— Aim —
Using the entries below, return word for word the lines from the one containing "Exercise. Tag the small" up to and including the last.

— Given records —

-.-.-

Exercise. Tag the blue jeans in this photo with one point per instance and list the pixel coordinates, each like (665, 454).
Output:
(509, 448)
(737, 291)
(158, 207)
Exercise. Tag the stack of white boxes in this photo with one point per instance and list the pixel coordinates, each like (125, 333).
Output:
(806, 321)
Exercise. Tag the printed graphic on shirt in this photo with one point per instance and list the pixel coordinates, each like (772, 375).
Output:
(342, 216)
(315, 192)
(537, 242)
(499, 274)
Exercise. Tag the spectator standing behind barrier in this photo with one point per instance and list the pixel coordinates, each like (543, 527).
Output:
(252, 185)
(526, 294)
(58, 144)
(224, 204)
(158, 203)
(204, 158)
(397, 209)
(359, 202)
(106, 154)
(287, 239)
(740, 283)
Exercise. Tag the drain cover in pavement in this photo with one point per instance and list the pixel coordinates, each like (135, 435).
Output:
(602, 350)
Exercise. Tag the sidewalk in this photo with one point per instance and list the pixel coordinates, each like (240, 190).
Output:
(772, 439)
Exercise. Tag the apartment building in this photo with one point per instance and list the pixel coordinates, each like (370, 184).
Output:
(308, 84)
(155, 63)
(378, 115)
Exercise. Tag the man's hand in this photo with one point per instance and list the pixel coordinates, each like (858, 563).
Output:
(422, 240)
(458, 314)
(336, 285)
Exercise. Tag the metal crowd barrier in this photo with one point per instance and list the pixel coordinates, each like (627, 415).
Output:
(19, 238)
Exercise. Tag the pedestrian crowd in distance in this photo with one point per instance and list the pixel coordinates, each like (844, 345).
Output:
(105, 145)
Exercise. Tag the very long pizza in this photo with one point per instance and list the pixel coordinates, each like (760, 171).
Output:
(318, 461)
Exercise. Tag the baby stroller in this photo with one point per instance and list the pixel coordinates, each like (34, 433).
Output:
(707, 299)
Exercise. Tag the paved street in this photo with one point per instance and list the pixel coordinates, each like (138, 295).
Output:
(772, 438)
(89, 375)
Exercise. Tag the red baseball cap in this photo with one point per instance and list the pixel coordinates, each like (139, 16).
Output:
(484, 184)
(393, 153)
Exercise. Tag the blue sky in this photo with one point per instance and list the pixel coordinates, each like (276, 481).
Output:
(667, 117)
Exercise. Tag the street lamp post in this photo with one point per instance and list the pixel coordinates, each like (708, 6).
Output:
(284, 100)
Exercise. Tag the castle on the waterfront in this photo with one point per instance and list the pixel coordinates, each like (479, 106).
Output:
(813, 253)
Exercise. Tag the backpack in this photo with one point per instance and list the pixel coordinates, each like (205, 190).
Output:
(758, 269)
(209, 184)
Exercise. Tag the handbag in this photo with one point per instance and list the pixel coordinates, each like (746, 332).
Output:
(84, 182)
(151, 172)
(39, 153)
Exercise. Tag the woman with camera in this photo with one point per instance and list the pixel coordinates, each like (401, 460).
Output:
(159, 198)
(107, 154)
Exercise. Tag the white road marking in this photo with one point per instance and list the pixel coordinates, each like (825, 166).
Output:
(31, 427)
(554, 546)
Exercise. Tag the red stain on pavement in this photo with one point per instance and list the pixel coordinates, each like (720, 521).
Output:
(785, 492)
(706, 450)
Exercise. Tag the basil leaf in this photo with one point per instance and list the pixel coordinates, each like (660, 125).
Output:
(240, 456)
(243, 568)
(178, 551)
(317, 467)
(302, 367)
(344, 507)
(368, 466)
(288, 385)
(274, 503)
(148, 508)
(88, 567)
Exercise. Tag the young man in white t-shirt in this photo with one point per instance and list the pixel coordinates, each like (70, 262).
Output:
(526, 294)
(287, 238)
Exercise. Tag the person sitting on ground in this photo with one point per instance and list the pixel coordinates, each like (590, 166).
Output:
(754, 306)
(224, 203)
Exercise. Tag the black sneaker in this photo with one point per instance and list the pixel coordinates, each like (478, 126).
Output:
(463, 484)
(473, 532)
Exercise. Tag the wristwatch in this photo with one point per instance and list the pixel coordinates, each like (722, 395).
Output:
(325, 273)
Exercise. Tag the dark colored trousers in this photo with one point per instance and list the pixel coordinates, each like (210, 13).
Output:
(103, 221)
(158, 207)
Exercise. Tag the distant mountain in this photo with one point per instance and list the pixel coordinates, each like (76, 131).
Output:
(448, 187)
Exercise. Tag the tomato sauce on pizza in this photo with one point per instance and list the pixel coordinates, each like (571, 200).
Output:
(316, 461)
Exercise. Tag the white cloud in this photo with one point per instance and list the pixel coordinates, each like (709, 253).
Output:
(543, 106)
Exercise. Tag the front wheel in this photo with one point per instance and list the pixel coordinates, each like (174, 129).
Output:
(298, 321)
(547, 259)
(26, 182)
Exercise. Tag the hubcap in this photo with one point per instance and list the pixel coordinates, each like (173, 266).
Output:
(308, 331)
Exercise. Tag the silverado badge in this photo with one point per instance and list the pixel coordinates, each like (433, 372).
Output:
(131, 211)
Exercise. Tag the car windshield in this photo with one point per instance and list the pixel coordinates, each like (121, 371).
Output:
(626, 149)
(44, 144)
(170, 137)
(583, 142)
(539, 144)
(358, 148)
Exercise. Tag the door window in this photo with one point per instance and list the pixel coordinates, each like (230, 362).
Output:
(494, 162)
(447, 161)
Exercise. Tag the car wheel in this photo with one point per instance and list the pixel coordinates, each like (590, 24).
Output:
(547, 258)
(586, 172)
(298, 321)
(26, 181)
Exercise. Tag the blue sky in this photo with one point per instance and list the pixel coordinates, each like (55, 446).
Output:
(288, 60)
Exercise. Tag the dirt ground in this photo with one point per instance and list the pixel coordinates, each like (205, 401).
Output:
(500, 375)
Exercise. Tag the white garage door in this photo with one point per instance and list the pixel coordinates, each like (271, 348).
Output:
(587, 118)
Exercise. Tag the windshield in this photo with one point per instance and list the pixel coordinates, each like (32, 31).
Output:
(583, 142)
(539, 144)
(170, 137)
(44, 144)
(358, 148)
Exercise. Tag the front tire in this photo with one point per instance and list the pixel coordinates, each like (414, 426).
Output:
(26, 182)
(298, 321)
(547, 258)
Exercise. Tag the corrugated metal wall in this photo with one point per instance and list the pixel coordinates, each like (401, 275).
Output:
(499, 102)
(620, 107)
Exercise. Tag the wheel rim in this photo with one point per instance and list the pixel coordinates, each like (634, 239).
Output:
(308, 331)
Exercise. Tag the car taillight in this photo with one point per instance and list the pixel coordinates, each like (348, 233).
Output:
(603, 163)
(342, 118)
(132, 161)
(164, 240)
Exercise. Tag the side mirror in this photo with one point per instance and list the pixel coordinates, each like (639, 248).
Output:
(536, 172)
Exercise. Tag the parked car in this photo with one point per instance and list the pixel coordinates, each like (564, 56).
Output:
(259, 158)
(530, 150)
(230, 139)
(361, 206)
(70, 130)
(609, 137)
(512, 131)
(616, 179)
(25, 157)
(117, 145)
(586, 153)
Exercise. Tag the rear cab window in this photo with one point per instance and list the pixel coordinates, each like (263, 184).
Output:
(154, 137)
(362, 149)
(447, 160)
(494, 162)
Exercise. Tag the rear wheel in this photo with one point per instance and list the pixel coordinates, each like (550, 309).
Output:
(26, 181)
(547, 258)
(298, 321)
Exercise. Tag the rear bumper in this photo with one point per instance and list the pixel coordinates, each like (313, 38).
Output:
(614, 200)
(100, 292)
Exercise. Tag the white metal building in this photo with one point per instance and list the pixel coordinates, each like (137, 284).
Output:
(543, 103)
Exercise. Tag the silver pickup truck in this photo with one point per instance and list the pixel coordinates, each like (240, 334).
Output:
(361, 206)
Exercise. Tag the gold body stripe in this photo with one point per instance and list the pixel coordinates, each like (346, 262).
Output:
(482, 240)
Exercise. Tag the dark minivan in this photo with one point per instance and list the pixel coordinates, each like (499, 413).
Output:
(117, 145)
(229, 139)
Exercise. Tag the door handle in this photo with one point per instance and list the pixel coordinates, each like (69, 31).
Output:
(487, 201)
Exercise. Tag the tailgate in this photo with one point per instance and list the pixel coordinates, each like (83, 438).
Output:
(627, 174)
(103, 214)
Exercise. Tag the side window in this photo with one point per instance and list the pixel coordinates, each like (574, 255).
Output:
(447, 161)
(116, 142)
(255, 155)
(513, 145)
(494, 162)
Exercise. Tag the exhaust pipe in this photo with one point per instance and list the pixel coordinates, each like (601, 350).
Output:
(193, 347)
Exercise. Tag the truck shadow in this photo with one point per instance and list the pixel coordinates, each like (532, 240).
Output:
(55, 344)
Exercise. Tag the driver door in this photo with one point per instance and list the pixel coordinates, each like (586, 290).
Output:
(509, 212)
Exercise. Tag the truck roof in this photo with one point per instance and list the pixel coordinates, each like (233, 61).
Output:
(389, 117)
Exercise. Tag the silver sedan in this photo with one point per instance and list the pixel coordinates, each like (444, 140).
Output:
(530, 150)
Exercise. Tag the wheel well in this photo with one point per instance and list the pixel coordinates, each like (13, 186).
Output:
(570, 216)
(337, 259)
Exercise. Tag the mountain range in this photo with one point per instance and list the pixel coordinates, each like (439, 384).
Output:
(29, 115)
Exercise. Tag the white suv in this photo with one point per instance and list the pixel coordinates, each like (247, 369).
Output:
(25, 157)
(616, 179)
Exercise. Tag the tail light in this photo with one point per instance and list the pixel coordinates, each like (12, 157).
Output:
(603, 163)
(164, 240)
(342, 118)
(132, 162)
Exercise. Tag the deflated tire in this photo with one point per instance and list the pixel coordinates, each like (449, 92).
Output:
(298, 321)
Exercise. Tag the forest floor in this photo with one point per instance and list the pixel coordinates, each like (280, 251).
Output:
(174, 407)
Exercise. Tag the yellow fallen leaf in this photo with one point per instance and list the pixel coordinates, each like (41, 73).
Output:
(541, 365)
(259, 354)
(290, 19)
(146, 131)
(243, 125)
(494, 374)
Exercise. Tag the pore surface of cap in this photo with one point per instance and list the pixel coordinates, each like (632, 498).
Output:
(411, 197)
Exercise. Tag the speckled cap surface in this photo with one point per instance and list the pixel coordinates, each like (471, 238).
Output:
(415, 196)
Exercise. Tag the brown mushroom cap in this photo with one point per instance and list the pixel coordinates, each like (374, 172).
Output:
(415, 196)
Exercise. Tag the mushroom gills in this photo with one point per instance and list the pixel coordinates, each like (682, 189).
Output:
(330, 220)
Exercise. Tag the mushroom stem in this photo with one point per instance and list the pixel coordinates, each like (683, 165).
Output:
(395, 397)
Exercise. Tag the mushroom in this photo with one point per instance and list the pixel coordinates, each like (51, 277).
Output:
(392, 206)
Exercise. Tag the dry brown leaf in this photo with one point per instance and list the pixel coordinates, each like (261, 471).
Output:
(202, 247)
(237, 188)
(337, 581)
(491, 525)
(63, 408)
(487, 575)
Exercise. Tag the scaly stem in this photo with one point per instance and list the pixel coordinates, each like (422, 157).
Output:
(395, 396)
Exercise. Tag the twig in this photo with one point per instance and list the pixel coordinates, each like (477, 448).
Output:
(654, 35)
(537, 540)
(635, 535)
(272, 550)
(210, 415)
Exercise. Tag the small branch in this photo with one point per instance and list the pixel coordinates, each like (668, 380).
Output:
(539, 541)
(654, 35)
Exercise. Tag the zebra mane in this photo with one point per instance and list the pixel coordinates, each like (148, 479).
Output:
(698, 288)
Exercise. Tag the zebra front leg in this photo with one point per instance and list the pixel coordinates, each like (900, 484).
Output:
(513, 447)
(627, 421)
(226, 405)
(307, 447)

-.-.-

— Correct result —
Exercise. Tag the small branch in this photo with one point per instance and list the pixel coordinates, each like (668, 380).
Output:
(539, 541)
(654, 35)
Exercise. Tag the zebra mane in this photo with one point per instance and list the pixel coordinates, each like (148, 479).
Output:
(698, 288)
Exercise. Tag the zebra front leg in this photo with one point per instance and list the pixel coordinates, each like (900, 484).
Output:
(513, 447)
(627, 421)
(226, 405)
(307, 447)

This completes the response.